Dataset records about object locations
%%

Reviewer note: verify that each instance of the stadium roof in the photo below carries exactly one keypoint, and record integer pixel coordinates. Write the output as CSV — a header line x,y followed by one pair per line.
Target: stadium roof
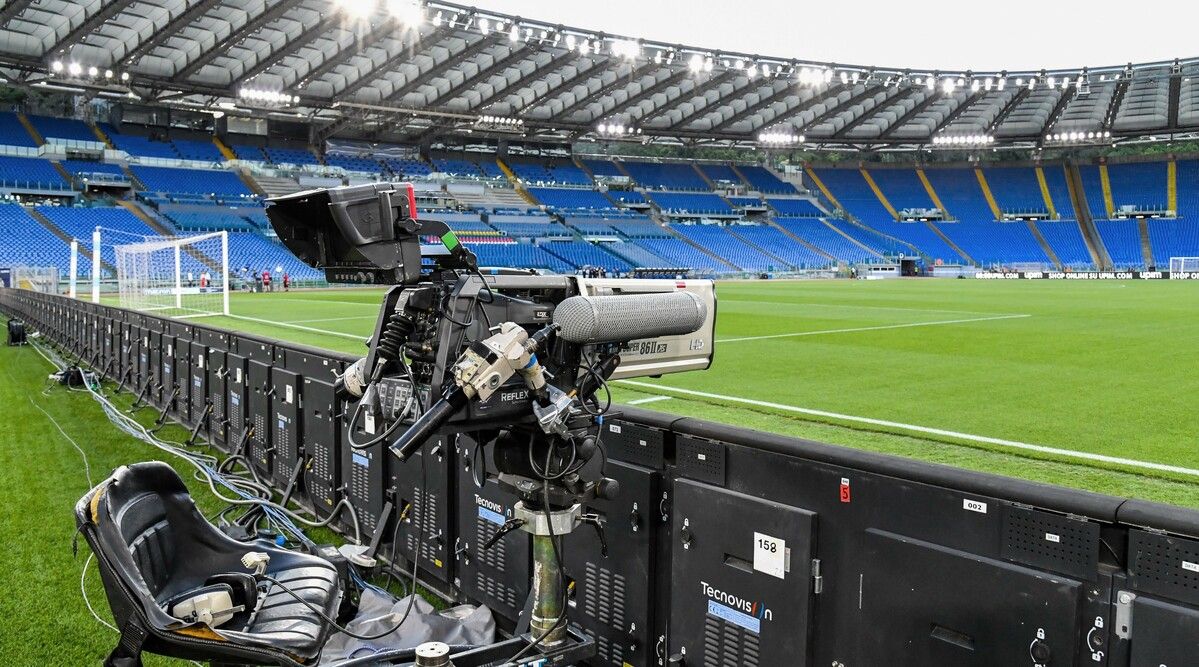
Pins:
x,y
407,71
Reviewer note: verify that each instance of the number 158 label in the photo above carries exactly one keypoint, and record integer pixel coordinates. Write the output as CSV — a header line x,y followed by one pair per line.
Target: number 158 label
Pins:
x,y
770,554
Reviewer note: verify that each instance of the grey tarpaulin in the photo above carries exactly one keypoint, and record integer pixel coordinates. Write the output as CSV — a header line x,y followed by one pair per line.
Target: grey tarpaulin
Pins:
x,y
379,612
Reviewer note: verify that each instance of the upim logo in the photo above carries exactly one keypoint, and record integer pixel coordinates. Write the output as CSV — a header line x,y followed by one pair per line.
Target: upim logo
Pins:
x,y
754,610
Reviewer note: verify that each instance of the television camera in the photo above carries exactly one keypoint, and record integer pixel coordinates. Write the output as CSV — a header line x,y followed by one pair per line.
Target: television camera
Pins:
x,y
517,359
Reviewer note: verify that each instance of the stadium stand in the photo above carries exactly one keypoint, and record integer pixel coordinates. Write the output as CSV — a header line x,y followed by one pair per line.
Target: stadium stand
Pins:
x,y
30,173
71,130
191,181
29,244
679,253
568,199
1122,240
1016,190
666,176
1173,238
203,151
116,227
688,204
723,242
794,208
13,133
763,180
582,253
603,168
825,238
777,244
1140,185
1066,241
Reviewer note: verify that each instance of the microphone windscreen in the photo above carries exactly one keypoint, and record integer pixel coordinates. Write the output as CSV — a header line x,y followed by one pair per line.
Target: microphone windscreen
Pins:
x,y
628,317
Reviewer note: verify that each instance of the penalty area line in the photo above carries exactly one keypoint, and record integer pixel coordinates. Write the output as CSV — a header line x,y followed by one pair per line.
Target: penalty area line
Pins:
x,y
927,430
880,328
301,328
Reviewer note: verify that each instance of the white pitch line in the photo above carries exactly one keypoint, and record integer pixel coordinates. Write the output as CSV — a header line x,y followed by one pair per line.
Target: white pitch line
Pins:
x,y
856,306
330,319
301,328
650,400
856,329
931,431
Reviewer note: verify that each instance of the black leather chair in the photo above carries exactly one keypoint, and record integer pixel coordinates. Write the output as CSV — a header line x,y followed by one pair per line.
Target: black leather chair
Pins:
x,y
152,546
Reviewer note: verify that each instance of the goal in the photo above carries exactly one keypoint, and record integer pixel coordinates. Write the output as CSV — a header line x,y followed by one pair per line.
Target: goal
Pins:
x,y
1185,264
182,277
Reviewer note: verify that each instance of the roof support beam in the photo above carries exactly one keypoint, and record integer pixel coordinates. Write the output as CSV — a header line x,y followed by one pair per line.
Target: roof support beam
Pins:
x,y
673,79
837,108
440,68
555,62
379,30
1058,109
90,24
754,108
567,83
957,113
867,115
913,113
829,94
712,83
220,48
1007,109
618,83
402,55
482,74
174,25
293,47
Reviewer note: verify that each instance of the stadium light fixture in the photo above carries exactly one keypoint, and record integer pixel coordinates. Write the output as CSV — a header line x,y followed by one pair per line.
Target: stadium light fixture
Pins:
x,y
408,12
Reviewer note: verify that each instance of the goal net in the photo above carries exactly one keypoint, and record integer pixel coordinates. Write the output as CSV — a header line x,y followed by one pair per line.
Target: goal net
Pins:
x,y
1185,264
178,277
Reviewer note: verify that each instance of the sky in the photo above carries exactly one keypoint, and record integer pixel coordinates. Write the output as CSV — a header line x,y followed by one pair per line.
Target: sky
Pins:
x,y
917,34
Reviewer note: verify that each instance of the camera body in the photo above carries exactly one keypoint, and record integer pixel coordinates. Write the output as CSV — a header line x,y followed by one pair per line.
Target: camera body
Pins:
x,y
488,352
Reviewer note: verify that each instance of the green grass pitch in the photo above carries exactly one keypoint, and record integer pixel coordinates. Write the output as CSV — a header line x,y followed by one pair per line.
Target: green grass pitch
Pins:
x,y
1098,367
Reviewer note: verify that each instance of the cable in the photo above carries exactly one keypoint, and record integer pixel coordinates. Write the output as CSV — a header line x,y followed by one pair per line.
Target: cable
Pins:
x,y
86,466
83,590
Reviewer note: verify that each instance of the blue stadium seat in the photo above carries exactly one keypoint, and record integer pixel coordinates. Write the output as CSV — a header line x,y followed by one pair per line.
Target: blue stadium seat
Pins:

%%

Transcribe the records above exactly, omitting every picture they contain.

**Worked answer**
Reviewer note: verify that each instance of the stadium roof in the photo below carries exactly one keypoint, and record integer pixel coordinates. Write the output as CSV — a header line x,y followed by one pair per line.
Target: stadium roof
Pins:
x,y
407,71
Reviewer note: verify that each instance of the number 158 label in the photo above carries exactly one keypoint, and record integer pixel coordinates. Write the output as CSV — a header line x,y followed by one pair per line.
Target: number 158 label
Pins:
x,y
770,554
Reviewer note: verify that each instance of the grey tarpaulin in the photo above carries exactly one keypoint, and record integer pixel coordinates. Write the output as CSV — a header line x,y followed by one pair per line.
Target: grey tarpaulin
Pins:
x,y
379,612
Reviewer note: verify that each instance of the upim logo in the photo above carries exactly one keypoint, and record integer pixel coordinates. Write the output as CSV — a header line x,y followed by one pair per line.
Target: upim logo
Pins:
x,y
754,610
Reviewer note: verify that each instance of the television camera in the photo above carries exactly one keypoint, and record integer pixel coordinates. Write the output as CSV — a header line x,y followed by one pair per line.
Target: television camera
Pins:
x,y
517,359
Reviewer note: verify that each instance of the stadium stand in the photo above carries exactly one keypoint, and record integer pixel coordinates. Write the output as CSV — a header line x,y followed by one pair per line.
Target: stadium stand
Pins:
x,y
30,173
71,130
191,181
29,244
679,253
568,199
1122,240
1016,190
666,176
1173,238
203,151
116,227
688,204
723,242
794,208
13,133
763,180
582,253
603,168
825,238
777,244
1140,185
1066,241
Reviewer note: verify that each instance of the microphone windscreen in the photo above carries exactly one keypoint, and record integer pixel coordinates. Write the output as CSV — a header line x,y followed by one pair per line.
Target: microphone windscreen
Pins:
x,y
628,317
Reviewer note: verify that each instance of the penalty area line in the photo above carries exactly one keypoint, and record integer pixel coordinates. Write the output as CSV — a header line x,y followed by one pair per line.
Target: penalty area line
Pins:
x,y
927,430
880,328
301,328
Reviewer note: verify that each instance of the white pitch line in the photo above carries exactly one keypoint, and record integer pixel coordinates. Write the output as CSV — a header line x,y followed by one pair per line.
Target: white pitch line
Pins:
x,y
856,306
330,319
301,328
650,400
856,329
931,431
Reviewer note: verify that each instance of the black leather chair in the photo above carries exactly one keypoint, and record integer pixel coordinates. Write the output as CSV — a header line x,y followed by one pair per line.
Target: black leather chair
Pins:
x,y
152,546
Reviewer note: verify that each instance of the goal in the photo above carries exactly one keypoint, and record integer pixel coordinates. Write the output as CSV — a header line x,y followed by one pair per line.
Target: goal
Pins:
x,y
1185,264
182,277
Reviewer note: verify that each instance of the roof support beam in the photo above carries exactly one keypoint, and record integer pixel coordinates. Write the output as CSV — a header line x,y followed by one pair per line.
Target: roof support beam
Pins:
x,y
673,79
837,108
440,68
555,62
379,30
1058,109
90,24
754,108
567,83
957,113
867,115
913,113
829,94
712,83
220,48
1007,109
618,83
402,55
482,74
174,25
293,47
Reviewer note: verify that each instance of the stadium light fixture in the photo above carries exactly one keypoint, and record integer pixel coordinates. Write the output as CSV — a header line x,y followed by one pair per line.
Target: stadium light fixture
Pins:
x,y
408,12
Reviewer note: verify that each instance of the goal net in the photo above carries exactly one keypoint, and record integer pixel coordinates. Write the output as CSV — a header line x,y followed by one pair per line.
Target: goal net
Pins:
x,y
1185,264
178,277
Reviewer note: verify that each instance of the sky in the photo above carries exactly one keypoint, and record integer pixel coordinates. Write the output as CSV — a header line x,y followed by one pair per line.
Target: sky
Pins:
x,y
917,34
Reviewer note: verify that each instance of the camera body in the photo above carries exactly one keypoint, and record integer pixel coordinates. Write the output as CSV — a header line x,y followed by one pair per line.
Target: camera body
Pins:
x,y
488,352
Reviewer note: verify that each instance of the green grass pitch in the photo above carries exactly one keypoint, and record integer pixel coordinates. Write the output as CSV — a header line x,y followed by one pair per line.
Target: green grass pitch
Pins:
x,y
1098,367
Reviewer note: verify that each instance of the cable in the photo above carries exactly one keypoint, and record integer pixel coordinates. Write the output as CSV — a header line x,y followed by one pair per line.
Target: cable
Pins:
x,y
86,466
83,590
Reviewer note: verify that each instance of the blue stadium seat in the photo above carries exactly one keypoint, and record integer pixel coordinates. Write the output as CSV — a header line x,y followed by one pair per line.
Target: blue stadium seat
Pins:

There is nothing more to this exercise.